**What to work on:**
a – Copy the passage of the article on rural general practice between "Rural general practice" and "time for golf.", inclusive.
b – Answer the following questions from the article on rural general practice:
(i) How far is Crystal Brook from Adelaide, and in which direction?
(ii) For how many years has Dr McKinnon been in the farming community?
(iii) Which two conditions are given as ones that registrars at Crystal Brook assess and treat?
*** Opening of Document extract ***
Rural general practice thrives with a team of 10

2 minute read

Take some recruitment and retention tips from a country practice whose doctors still have time for golf.

Struggling to hang on to doctor staff? This episode offers more than a few gems of wisdom from the most unlikely location.

Today, The Tea Room travels to Crystal Brook, a rural town 200km north of Adelaide. There we meet Dr Richard McKinnon, co-owner of Crystal Brook Medical Practice – a small-town clinic that is anything but small. After 35 years in this farming community, he knows the hacks to running a thriving practice that allows plenty of time to play golf. The secret, it appears, is knowing how to retain registrars.

“The current generation, quite rightly and no criticism at all, won’t go to single-doctor practices, they won’t go to two-doctor practices and they probably won’t go to three-doctor practices. Because it’s all about work-life balance and lifestyle,” Dr McKinnon says.

At Crystal Brook Medical Practice registrars are “really looked after”, says Dr McKinnon.

“They don’t do any more on-call than I do. They’re very well supported. And if they want to go and play netball in winter and they’re on call, I’ll cover them and they’ll cover me when I want to go sailing. And the ones we like and who like us tend to stay,” he says.

Providing great training is another major drawcard for registrars. At Crystal Brook they get hands-on experience assessing and treating conditions like gout and polymyalgia rheumatica, which in a city clinic would be normally referred to another specialist.

“I think rural GPs will do more procedures perhaps than our city colleagues because you don’t want the patient have to travel 200km for treatment. And if you’re not putting patients at increased risk then we will do those treatments and try to encourage and teach the registrars coming through,” he says.

Dr McKinnon sees an over reliance on “sophisticated investigations” in current training approaches in large hospitals. He believes this can compromise clinical acumen and the confidence to diagnose and treat some patients.

“You go to medical school for six years of medicine, then four years post-graduate. Basically you’ve done 10 years training. If you then don’t use your clinical acumen, well, it just breaks my heart,” Dr McKinnon says.
*** Close of Document extract ***
*** Opening of Provided material ***
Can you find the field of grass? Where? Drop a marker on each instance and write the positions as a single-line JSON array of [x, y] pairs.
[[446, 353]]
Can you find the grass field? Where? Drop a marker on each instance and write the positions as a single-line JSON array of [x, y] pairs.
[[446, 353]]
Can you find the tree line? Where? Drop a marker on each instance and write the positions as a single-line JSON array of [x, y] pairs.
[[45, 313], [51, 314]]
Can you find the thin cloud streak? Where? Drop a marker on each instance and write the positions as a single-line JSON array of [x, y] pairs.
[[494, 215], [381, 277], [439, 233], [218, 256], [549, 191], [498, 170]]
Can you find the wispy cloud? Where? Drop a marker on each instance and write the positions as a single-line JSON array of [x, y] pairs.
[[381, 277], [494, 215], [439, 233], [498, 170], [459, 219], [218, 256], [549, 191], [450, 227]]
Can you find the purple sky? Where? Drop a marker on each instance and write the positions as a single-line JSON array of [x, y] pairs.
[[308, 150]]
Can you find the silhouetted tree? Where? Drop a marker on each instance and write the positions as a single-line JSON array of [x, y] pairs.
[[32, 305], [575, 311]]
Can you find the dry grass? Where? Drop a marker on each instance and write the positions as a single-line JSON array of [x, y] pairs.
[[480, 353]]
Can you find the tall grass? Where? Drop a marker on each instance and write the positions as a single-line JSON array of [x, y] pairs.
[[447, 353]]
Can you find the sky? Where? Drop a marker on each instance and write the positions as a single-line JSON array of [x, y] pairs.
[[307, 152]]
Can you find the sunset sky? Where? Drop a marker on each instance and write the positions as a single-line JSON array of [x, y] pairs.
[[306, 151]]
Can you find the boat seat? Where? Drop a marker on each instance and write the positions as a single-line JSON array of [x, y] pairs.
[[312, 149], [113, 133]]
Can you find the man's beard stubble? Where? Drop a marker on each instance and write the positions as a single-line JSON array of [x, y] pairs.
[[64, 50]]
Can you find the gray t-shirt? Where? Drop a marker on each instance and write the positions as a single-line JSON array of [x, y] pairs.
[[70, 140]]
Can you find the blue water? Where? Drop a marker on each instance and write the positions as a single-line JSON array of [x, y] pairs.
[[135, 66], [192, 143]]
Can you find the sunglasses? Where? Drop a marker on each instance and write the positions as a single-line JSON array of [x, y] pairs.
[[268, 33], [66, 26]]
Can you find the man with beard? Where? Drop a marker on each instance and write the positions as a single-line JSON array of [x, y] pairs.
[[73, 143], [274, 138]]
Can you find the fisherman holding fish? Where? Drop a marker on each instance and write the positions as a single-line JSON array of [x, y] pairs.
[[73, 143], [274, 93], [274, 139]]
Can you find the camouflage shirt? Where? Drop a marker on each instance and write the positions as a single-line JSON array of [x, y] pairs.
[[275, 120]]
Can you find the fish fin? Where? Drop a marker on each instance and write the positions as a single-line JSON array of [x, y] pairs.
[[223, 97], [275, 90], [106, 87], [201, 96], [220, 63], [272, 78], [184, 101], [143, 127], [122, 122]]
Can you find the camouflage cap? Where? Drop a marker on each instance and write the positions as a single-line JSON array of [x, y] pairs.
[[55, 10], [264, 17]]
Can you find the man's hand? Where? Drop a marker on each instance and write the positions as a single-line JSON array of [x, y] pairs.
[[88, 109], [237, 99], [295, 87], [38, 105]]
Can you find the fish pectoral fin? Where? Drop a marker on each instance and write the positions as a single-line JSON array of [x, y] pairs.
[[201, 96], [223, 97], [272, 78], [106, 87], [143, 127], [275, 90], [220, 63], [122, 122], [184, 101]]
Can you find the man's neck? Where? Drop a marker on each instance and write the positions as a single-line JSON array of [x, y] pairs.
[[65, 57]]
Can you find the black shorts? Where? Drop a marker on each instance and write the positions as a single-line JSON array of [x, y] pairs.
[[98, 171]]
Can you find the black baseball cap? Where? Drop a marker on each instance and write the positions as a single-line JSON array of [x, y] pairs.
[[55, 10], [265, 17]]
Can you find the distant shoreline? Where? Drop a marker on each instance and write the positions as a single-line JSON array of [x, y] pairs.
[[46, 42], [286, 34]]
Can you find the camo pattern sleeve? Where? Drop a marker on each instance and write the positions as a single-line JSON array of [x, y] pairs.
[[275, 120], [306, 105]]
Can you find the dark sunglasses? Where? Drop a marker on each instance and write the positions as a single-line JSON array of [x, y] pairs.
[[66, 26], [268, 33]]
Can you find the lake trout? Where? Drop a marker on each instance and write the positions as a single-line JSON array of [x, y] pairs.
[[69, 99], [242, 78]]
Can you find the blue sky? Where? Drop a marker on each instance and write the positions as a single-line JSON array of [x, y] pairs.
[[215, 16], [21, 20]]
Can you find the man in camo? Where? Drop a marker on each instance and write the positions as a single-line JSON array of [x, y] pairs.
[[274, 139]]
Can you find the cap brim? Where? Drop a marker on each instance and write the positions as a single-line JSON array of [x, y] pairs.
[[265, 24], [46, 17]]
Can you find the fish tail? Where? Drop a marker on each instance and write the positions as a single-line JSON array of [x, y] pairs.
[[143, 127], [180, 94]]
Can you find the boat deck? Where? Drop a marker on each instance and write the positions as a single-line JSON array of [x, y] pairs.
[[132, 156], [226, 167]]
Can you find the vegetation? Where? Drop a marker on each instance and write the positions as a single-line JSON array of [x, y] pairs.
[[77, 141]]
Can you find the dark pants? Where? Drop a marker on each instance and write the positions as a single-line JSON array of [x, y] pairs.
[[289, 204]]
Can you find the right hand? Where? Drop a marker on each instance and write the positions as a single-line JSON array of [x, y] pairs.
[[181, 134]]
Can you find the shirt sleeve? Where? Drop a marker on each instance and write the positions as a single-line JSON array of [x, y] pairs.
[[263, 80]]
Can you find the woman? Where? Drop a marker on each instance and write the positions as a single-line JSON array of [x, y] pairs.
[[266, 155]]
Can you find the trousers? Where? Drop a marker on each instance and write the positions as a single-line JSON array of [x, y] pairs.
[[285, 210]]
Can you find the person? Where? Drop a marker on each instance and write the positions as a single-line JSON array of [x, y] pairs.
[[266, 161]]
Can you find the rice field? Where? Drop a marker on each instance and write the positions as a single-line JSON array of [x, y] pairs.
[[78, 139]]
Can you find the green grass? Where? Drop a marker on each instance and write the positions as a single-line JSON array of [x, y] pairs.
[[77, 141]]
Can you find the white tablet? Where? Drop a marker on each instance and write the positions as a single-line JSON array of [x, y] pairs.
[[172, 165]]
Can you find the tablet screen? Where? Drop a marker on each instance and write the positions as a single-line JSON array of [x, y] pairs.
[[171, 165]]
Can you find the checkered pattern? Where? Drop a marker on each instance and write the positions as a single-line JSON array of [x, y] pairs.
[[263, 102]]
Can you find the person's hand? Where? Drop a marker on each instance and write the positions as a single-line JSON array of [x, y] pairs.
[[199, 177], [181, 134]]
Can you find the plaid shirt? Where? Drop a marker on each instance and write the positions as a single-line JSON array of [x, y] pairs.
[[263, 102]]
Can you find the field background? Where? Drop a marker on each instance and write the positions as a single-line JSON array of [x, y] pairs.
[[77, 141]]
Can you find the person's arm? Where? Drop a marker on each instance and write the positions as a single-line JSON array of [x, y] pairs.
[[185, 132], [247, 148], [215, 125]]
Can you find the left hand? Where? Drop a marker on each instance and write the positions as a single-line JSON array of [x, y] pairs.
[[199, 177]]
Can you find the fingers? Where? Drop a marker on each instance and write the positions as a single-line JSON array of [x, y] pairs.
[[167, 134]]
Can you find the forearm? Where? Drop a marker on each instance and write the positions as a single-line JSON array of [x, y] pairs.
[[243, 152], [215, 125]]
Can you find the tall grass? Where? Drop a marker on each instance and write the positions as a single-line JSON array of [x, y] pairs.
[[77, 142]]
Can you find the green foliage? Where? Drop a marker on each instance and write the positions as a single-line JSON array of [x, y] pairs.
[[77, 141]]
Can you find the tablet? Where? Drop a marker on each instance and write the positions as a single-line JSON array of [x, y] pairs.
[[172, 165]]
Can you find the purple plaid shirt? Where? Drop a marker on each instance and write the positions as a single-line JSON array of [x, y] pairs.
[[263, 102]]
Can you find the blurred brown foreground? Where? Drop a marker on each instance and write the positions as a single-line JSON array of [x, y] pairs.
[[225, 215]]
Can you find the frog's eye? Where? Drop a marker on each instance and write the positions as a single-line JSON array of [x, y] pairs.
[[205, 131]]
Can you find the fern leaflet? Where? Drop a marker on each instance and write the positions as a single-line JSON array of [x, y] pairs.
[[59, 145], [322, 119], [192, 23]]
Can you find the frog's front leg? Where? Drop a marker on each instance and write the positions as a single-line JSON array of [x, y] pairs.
*** Close of Provided material ***
**Answer section:**
a –
Rural general practice thrives with a team of 10

2 minute read

Take some recruitment and retention tips from a country practice whose doctors still have time for golf.

b –
(i) 200km north.
(ii) 35 years.
(iii) Gout and polymyalgia rheumatica.